+++ Material to process

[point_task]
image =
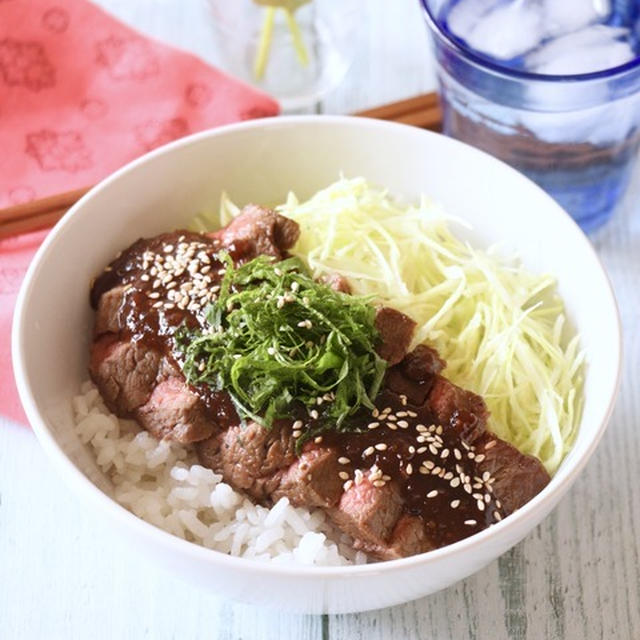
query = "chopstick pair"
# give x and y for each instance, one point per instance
(420, 111)
(37, 214)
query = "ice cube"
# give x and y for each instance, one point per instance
(502, 30)
(564, 16)
(464, 16)
(590, 49)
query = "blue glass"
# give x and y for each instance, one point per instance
(577, 136)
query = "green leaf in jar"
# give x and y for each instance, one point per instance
(289, 5)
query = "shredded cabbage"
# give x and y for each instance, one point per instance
(501, 329)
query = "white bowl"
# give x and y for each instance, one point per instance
(260, 162)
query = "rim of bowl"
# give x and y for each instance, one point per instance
(503, 70)
(560, 482)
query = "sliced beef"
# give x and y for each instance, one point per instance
(259, 231)
(396, 332)
(518, 477)
(369, 513)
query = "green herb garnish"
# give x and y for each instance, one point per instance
(277, 339)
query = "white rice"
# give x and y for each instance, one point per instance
(163, 483)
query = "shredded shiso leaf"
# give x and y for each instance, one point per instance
(501, 329)
(277, 339)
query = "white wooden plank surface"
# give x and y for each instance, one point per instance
(576, 577)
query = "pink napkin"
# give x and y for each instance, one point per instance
(81, 94)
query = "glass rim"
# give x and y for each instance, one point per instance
(471, 56)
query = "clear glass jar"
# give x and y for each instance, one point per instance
(296, 56)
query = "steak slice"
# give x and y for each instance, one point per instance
(396, 332)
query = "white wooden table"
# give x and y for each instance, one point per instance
(577, 576)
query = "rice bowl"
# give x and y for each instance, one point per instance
(342, 143)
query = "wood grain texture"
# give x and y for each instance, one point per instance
(576, 577)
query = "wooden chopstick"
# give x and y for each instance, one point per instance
(420, 111)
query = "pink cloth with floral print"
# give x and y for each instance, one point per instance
(81, 94)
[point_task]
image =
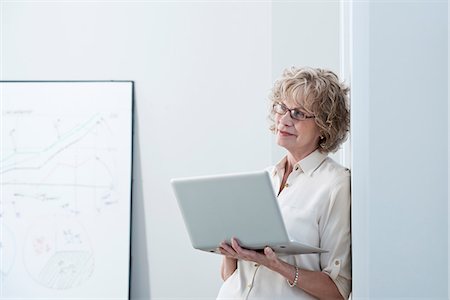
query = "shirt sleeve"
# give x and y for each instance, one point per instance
(335, 236)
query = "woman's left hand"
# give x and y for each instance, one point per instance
(268, 258)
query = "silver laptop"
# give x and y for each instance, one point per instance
(217, 208)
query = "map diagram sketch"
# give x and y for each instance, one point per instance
(65, 180)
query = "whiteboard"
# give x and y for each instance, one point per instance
(66, 165)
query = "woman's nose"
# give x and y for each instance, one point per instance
(286, 119)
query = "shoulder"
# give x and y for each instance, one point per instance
(332, 172)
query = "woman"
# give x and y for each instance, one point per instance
(311, 119)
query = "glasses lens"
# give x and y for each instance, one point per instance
(298, 115)
(279, 108)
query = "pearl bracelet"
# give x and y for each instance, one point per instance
(294, 283)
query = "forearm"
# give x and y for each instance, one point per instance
(315, 283)
(229, 265)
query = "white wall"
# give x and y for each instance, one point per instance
(400, 150)
(202, 73)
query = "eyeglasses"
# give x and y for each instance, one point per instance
(295, 113)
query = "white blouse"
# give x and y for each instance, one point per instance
(315, 205)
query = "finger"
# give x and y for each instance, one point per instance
(225, 249)
(235, 245)
(269, 253)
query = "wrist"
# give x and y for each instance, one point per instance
(295, 280)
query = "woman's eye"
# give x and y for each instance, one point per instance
(296, 114)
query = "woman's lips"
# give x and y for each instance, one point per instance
(284, 133)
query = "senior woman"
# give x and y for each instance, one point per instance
(311, 119)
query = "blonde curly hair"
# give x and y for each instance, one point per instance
(324, 96)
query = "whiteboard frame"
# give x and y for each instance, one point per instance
(132, 147)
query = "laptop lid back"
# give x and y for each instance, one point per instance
(217, 208)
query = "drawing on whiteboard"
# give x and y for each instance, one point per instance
(58, 253)
(7, 250)
(71, 163)
(65, 184)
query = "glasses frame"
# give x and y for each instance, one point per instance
(292, 112)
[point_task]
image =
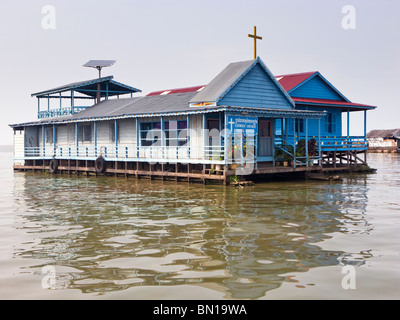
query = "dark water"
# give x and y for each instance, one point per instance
(117, 238)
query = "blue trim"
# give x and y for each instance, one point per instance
(265, 112)
(95, 137)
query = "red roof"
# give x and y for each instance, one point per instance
(332, 103)
(179, 90)
(289, 81)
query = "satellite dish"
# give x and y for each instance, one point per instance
(99, 64)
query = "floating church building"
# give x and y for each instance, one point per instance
(245, 123)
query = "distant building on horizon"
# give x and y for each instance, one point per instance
(387, 140)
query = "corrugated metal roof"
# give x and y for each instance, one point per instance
(336, 103)
(386, 134)
(289, 81)
(222, 81)
(114, 88)
(140, 105)
(178, 90)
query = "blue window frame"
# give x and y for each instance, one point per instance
(176, 133)
(154, 137)
(330, 123)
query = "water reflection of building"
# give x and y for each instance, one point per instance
(110, 237)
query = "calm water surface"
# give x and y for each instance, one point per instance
(117, 238)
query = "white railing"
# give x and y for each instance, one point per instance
(208, 154)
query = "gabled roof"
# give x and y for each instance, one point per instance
(140, 105)
(89, 88)
(333, 103)
(178, 90)
(229, 77)
(386, 134)
(291, 82)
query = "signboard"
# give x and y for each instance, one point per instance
(243, 125)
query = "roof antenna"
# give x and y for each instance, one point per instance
(99, 64)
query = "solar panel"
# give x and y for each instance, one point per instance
(99, 63)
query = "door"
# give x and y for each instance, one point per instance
(265, 138)
(214, 138)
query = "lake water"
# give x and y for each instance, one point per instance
(67, 237)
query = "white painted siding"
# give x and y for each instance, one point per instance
(196, 135)
(19, 146)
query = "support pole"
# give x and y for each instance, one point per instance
(54, 140)
(72, 101)
(306, 140)
(204, 135)
(77, 138)
(188, 134)
(319, 142)
(116, 137)
(365, 123)
(137, 137)
(294, 142)
(44, 140)
(95, 138)
(226, 137)
(38, 106)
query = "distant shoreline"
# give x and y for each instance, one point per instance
(6, 147)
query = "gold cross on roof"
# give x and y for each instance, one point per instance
(255, 37)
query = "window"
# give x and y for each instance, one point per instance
(175, 133)
(49, 135)
(85, 133)
(112, 131)
(299, 123)
(150, 133)
(265, 129)
(330, 123)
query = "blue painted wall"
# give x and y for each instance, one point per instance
(256, 89)
(333, 129)
(316, 88)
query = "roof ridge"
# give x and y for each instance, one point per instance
(296, 74)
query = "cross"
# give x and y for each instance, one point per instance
(255, 37)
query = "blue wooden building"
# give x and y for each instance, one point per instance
(245, 122)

++++++

- [Task prompt] Please output all of the entries exactly as they appear, with no pictures.

- [Expected answer]
[point_task]
image =
query = "chopstick pair"
# give x and y for each instance, one point per instance
(420, 111)
(37, 214)
query = "ice cube"
# give x and y for each instance, one point per instance
(502, 30)
(564, 16)
(464, 16)
(590, 49)
query = "blue glass"
# give x and y for each instance, one point per instance
(577, 136)
query = "green leaf in jar"
# give x and y for each instance, one point per instance
(289, 5)
query = "shredded cabbage"
# give x and y for each instance, one point per instance
(501, 329)
query = "white bowl"
# give x and y for each instance, one point per instance
(260, 162)
query = "rim of bowl"
# give x and y for each instance, one point per instance
(503, 70)
(560, 482)
query = "sliced beef"
# give x and y for each instance, one point per instance
(259, 231)
(396, 332)
(518, 477)
(369, 513)
query = "green herb garnish"
# give x and y for each instance, one point per instance
(277, 339)
query = "white rice"
# give x and y for each instance, one point per instance
(163, 483)
query = "shredded shiso leaf"
# give x and y for each instance, one point per instance
(501, 329)
(277, 339)
query = "white wooden plank surface"
# give x and y for each instance, one point per instance
(576, 577)
query = "pink napkin"
# give x and y for each instance, one point per instance
(81, 94)
query = "glass rim"
# give x and y for each instance, one point per instance
(471, 56)
query = "clear glass jar"
# give x and y for each instance, one point per instance
(296, 56)
query = "steak slice"
# give x and y for each instance, one point per instance
(396, 332)
query = "white wooden table"
# give x and y for each instance, one point per instance
(577, 576)
query = "rice bowl"
# give x and y for each instance, one point per instance
(342, 143)
query = "wood grain texture"
# give x and y for each instance, one point per instance
(576, 577)
query = "wooden chopstick"
# give x and y for each instance, one point per instance
(420, 111)
query = "pink cloth with floral print"
# give x and y for each instance, one point per instance
(81, 94)
[point_task]
image =
query = "shirt sleeve"
# give x and y for each instance, one point per instance
(335, 236)
query = "woman's left hand"
# give x and y for each instance, one point per instance
(268, 258)
query = "silver laptop"
# give x and y for each instance, one point per instance
(217, 208)
query = "map diagram sketch"
# give x and y for each instance, one point per instance
(65, 180)
query = "whiteboard"
# give x and y for each instance, one point per instance
(66, 165)
query = "woman's nose"
# give x and y for each instance, one point per instance
(286, 119)
query = "shoulder"
# give x and y for each instance, one point per instance
(332, 172)
query = "woman"
# give x and y for each instance, one point per instance
(311, 119)
query = "glasses lens"
# give x and y for each instance, one point per instance
(298, 115)
(279, 108)
query = "pearl bracelet"
# give x and y for each instance, one point per instance
(294, 283)
query = "forearm"
# give x and y for each instance, one point per instance
(315, 283)
(229, 265)
query = "white wall"
# give x and y for each instance, one point per instance
(400, 150)
(202, 73)
query = "eyeglasses"
# give x and y for each instance, one point per instance
(295, 113)
query = "white blouse"
# give x and y for each instance, one point per instance
(315, 205)
query = "finger"
# give x and y for each instance, one point per instance
(225, 249)
(235, 245)
(269, 253)
query = "wrist"
# give x and y for each instance, one point per instance
(295, 280)
query = "woman's eye"
# give x and y for each instance, one point per instance
(296, 114)
query = "woman's lips"
# give x and y for each instance, one point per instance
(284, 133)
query = "senior woman"
# give x and y for each instance, one point per instance
(311, 119)
query = "blonde curly hair"
# give x and y for each instance, one point per instance
(324, 96)
query = "whiteboard frame"
# give x and y for each instance, one point per instance
(132, 147)
query = "laptop lid back"
# give x and y for each instance, one point per instance
(217, 208)
query = "drawing on whiteboard"
# give x and y for each instance, one point per instance
(58, 253)
(7, 250)
(71, 163)
(65, 184)
query = "glasses frame"
# give x and y for each instance, one point per instance
(292, 112)
[point_task]
image =
query = "dark water"
# give x and y for each instance, one point per instance
(117, 238)
query = "blue trim"
# give x and y for each instance, one point per instance
(265, 112)
(95, 137)
query = "red roof"
# give x and y for each instance, one point per instance
(332, 103)
(179, 90)
(289, 81)
query = "satellite dish"
# give x and y for each instance, one point per instance
(99, 64)
query = "floating church building"
# give x and y for each instance, one point per instance
(245, 123)
query = "distant building on horizon"
# give x and y for each instance, one point per instance
(387, 140)
query = "corrugated metal roof"
# give x and y for each instance, one point per instance
(336, 103)
(386, 134)
(289, 81)
(222, 81)
(114, 88)
(140, 105)
(178, 90)
query = "blue window frame"
# give x and y for each instance, one point per instance
(176, 133)
(154, 137)
(330, 123)
query = "water reflection of building"
# give x and y for each instance, one point per instance
(110, 237)
query = "calm water surface"
# give x and y for each instance, one point per instance
(117, 238)
query = "white railing"
# give x and y for each instance, one point per instance
(208, 154)
query = "gabled roof"
# give x and y for each instance, one point per instance
(140, 105)
(89, 88)
(333, 103)
(178, 90)
(229, 77)
(386, 134)
(291, 82)
query = "signboard"
# give x and y for each instance, one point per instance
(243, 125)
query = "roof antenna"
# give x and y for each instance, one point per instance
(99, 64)
query = "solar panel"
# give x and y for each instance, one point per instance
(99, 63)
query = "door"
# give x and y for each instance, one point per instance
(265, 138)
(214, 138)
query = "lake water"
# give x and y for each instance, one point per instance
(67, 237)
query = "white painted siding"
# give x and y for each instance, one point per instance
(196, 135)
(19, 146)
query = "support pole"
# give x and y for each instance, one point per instance
(54, 140)
(72, 101)
(306, 140)
(204, 135)
(77, 138)
(188, 134)
(319, 142)
(116, 137)
(365, 123)
(137, 137)
(294, 142)
(44, 140)
(95, 138)
(226, 137)
(38, 106)
query = "distant shoreline"
# give x and y for each instance, one point per instance
(6, 147)
query = "gold cross on roof"
# give x and y for each instance, one point per instance
(255, 37)
query = "window"
# give x and y for each instance, one point per instance
(175, 133)
(49, 135)
(85, 133)
(112, 131)
(299, 123)
(150, 133)
(265, 129)
(330, 123)
query = "blue painted wall"
# give x and y for each instance, one point per instance
(256, 89)
(333, 129)
(316, 88)
query = "roof ridge"
# give x and y for each instance, one point per instance
(296, 74)
query = "cross"
# give x and y for each instance, one point per instance
(255, 37)
query = "blue wooden building"
# give x and y for each instance, one point per instance
(245, 122)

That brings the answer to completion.